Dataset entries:
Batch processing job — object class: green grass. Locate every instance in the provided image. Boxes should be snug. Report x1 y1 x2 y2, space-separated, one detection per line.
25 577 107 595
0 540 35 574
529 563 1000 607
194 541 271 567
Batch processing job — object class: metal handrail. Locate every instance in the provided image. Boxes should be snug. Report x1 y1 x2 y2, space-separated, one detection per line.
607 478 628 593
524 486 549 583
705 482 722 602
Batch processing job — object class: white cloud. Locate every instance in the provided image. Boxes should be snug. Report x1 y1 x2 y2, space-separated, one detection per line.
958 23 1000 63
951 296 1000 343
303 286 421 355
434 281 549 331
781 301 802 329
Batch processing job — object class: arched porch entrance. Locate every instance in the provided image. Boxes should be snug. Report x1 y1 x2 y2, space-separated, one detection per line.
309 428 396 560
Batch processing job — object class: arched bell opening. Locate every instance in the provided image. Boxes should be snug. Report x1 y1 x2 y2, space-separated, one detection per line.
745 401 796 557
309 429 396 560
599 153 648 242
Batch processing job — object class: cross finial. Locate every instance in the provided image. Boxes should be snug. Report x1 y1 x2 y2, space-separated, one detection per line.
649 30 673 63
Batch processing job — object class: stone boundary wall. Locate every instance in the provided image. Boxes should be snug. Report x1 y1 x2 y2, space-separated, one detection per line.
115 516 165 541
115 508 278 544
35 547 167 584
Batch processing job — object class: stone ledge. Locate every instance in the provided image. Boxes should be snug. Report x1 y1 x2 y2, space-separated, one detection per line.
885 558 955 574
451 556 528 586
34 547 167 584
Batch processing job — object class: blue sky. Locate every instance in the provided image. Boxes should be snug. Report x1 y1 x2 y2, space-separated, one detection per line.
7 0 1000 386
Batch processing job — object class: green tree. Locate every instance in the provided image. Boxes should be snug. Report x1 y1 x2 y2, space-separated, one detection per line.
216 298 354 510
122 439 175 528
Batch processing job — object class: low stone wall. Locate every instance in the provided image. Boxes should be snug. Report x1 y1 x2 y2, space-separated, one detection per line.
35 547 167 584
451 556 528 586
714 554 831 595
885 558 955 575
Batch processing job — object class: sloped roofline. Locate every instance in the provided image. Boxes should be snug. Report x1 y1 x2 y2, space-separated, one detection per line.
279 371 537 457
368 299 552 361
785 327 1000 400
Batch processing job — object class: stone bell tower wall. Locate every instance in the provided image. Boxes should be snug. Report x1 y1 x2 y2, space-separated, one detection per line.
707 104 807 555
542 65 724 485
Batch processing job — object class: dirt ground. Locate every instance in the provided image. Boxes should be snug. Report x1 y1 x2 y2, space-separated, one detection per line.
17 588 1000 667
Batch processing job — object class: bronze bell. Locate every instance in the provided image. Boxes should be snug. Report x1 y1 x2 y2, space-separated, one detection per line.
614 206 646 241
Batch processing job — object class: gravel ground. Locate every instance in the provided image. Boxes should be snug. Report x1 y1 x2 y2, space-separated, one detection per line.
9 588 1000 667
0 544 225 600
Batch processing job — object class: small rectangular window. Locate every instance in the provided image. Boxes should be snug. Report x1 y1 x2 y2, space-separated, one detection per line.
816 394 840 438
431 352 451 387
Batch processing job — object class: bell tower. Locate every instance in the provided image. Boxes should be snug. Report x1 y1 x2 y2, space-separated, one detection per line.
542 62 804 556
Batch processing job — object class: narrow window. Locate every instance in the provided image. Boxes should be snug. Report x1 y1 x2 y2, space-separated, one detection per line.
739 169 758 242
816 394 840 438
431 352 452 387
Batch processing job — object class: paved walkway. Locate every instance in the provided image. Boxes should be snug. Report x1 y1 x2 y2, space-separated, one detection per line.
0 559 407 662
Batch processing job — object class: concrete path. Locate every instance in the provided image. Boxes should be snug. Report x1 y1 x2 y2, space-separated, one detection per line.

# WORK TO COMPLETE:
Collect every line of the records that contains the word "green", and list those lines.

# THE ANSWER:
Batch processing job — object class: green grass. Locate every instance in the provided image. Boxes should be snug. Report x1 y1 x2 y2, space-separated, one detection per line.
Batch processing job — object class: green tree. Locate every instance in the provided image. Boxes should be snug. Report x1 y1 x2 y2, space-separated, one detection per line.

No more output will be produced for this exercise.